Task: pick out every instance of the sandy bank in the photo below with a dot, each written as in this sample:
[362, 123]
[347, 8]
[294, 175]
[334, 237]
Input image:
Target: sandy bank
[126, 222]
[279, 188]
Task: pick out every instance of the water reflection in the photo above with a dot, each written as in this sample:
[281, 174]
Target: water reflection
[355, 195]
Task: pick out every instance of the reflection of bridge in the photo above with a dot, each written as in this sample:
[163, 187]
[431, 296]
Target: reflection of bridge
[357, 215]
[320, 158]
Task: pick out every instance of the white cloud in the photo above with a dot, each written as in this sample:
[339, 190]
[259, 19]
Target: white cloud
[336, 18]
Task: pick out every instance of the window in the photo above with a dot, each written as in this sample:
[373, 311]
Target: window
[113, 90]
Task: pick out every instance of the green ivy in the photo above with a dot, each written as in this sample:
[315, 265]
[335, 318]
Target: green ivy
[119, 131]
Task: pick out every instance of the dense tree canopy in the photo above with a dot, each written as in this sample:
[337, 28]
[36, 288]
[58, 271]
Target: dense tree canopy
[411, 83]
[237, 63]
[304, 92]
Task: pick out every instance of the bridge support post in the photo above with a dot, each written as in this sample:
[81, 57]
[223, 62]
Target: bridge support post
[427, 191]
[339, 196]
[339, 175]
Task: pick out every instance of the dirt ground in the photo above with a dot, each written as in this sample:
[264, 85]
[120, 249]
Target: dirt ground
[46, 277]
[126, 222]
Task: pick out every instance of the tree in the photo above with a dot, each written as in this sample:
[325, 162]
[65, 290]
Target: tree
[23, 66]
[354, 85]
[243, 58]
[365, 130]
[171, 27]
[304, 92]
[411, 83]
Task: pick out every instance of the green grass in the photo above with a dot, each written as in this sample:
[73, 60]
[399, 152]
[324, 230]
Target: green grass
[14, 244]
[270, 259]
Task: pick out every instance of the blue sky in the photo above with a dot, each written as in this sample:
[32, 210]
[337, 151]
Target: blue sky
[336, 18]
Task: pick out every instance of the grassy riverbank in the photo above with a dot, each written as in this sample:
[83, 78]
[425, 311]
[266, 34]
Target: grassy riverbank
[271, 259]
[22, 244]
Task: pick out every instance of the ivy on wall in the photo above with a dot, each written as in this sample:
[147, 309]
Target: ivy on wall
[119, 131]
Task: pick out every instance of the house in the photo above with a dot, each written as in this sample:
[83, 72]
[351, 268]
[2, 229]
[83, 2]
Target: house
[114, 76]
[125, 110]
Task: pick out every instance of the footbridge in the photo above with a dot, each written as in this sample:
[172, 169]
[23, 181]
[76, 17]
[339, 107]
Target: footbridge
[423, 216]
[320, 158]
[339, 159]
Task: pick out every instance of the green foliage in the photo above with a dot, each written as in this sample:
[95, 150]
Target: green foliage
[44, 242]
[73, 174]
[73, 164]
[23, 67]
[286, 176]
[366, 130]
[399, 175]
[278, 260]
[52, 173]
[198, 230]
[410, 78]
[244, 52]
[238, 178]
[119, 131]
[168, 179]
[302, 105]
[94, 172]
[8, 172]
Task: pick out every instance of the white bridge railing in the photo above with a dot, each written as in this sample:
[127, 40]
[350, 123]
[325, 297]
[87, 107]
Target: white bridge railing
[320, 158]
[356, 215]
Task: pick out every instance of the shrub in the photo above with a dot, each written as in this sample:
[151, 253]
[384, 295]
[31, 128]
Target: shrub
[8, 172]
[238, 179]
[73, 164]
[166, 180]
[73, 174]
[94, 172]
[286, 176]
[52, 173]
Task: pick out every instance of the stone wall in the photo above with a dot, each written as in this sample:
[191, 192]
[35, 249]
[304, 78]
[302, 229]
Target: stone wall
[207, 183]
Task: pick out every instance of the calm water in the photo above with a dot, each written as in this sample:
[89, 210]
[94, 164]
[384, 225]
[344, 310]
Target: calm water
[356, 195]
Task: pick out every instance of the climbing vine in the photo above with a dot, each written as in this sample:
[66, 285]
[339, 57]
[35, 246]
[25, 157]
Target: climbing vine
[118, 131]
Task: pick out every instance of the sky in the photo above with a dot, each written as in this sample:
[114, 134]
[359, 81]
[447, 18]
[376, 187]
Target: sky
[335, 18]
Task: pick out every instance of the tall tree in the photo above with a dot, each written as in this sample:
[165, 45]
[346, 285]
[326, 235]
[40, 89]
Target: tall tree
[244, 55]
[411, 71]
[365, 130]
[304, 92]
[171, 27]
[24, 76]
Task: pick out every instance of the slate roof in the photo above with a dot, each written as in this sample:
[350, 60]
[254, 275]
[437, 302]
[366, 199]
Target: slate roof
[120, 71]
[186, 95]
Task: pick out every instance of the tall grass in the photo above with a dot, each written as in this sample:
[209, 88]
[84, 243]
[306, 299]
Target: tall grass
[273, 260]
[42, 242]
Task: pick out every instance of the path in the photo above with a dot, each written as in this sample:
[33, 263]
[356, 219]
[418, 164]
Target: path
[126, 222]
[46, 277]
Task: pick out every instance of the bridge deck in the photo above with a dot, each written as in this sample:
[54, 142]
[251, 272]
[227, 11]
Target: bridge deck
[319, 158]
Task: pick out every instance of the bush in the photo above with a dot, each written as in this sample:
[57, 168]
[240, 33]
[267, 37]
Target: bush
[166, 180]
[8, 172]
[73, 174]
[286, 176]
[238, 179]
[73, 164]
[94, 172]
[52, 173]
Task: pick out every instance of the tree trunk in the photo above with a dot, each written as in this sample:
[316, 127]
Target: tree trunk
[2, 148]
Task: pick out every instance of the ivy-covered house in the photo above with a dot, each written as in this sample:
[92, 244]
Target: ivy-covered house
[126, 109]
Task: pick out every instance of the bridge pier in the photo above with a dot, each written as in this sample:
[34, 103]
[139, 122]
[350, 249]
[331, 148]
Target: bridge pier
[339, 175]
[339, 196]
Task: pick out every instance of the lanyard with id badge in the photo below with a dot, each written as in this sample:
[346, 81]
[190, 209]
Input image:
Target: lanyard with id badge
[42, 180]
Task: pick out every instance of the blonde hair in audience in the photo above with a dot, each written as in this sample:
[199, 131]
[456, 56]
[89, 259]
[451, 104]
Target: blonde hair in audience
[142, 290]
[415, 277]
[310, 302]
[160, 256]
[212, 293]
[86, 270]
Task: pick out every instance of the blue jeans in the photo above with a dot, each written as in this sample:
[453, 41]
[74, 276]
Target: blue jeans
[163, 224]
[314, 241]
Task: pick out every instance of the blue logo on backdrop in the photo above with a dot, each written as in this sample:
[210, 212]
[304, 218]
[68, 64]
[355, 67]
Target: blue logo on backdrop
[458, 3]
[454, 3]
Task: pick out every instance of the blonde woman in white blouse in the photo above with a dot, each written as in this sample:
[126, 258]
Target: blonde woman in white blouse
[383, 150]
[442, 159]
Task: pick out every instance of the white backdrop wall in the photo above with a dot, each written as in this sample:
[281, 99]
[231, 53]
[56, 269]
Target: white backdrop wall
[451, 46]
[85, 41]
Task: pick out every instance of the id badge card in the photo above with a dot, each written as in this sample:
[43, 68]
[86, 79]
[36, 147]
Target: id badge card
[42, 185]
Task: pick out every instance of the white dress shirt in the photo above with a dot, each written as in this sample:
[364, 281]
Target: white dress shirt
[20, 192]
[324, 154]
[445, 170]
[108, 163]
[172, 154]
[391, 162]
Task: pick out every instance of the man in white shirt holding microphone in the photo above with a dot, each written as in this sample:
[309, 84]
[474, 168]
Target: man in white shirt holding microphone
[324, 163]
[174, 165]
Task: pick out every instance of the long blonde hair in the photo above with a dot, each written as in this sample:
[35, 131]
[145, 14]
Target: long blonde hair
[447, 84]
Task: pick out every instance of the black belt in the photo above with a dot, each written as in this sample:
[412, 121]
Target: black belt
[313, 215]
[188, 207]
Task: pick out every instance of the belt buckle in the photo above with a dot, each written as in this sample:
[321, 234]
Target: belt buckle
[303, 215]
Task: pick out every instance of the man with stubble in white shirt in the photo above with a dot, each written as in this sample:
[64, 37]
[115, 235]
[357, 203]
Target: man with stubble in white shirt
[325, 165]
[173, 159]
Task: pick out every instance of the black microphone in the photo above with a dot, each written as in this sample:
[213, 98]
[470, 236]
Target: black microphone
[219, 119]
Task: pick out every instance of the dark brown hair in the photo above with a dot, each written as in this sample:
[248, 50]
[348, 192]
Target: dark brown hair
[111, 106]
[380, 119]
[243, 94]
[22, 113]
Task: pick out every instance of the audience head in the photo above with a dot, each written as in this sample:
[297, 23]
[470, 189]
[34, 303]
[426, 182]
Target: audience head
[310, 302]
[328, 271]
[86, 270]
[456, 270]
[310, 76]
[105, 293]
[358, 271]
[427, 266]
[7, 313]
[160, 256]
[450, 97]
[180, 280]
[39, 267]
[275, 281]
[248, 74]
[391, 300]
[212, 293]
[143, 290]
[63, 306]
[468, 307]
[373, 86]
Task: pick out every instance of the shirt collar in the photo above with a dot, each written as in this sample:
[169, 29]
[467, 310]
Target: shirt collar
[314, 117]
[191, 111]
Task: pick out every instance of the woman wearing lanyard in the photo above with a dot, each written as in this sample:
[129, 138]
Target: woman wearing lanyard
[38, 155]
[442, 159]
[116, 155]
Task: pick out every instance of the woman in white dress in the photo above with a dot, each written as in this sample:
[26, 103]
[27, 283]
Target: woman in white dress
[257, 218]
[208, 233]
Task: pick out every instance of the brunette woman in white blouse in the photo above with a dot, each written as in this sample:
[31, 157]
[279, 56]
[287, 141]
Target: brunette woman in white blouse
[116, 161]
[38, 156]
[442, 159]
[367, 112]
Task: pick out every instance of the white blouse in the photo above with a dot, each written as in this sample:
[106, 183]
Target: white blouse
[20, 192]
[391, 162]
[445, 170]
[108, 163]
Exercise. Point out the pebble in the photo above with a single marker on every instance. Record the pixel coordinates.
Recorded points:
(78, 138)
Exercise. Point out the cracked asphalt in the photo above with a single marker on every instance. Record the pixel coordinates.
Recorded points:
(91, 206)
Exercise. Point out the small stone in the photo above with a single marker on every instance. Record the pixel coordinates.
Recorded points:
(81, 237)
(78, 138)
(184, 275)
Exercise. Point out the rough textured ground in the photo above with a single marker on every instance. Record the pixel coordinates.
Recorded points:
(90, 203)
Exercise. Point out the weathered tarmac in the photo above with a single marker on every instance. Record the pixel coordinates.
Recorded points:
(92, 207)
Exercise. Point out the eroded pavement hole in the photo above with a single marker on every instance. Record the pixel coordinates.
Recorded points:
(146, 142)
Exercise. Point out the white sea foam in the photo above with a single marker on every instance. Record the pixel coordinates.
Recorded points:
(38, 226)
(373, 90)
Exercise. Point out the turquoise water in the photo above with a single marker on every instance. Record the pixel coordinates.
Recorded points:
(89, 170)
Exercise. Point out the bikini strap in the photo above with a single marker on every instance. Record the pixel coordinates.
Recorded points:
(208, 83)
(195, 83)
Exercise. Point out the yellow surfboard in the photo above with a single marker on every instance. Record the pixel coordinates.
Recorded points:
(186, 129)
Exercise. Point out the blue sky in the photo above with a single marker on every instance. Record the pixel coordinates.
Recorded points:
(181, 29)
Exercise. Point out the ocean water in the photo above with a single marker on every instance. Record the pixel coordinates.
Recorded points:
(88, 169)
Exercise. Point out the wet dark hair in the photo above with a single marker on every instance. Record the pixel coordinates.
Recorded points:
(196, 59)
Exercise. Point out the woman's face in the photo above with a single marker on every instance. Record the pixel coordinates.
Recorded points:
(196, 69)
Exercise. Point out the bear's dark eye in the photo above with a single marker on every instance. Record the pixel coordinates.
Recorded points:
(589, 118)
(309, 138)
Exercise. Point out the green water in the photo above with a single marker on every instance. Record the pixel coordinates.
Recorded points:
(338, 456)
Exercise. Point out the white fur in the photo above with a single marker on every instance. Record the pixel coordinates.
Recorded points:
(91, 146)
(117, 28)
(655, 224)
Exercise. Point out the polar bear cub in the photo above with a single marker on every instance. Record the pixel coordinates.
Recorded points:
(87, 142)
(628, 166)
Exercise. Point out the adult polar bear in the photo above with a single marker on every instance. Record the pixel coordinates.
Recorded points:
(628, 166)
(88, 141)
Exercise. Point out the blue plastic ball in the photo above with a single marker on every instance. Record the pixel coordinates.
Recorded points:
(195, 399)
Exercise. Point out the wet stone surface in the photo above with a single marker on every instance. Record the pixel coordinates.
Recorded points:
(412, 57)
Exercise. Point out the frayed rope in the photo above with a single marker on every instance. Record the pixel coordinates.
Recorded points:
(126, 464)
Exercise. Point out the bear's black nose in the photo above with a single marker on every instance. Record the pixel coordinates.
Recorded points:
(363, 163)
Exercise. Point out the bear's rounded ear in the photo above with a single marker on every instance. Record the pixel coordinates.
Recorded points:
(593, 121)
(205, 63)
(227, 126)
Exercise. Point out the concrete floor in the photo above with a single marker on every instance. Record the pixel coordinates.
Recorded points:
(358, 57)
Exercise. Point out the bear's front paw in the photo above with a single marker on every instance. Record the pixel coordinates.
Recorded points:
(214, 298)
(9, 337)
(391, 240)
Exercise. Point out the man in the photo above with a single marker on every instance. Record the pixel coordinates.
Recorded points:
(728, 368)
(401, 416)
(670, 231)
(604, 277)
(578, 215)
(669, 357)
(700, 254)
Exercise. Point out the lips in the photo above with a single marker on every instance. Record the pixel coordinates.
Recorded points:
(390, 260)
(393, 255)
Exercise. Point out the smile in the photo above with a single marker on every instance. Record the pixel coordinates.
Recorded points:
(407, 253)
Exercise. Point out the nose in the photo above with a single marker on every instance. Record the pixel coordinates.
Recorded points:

Aim of the task: Go through the listing and copy each line that includes the string "bear".

Answer space:
Exercise. Point out the bear's dark eye in the photo above with a single marker on every instance. Record the pixel coordinates.
Exercise. Point out the polar bear cub in the photo above with a single marker on every instance. Record the pixel coordinates.
Exercise. Point out the adult polar bear in the photo above with a single marker on every instance. Record the pixel coordinates.
Exercise. Point out the bear's black nose in the photo above with a single marker on every instance. Record the pixel coordinates.
Exercise. Point out the bear's rounded ear in the photo above with a single marker on every instance. Record the pixel coordinates.
Exercise. Point out the bear's front paw in the photo above with a single marker on every instance. Record the pixel coordinates.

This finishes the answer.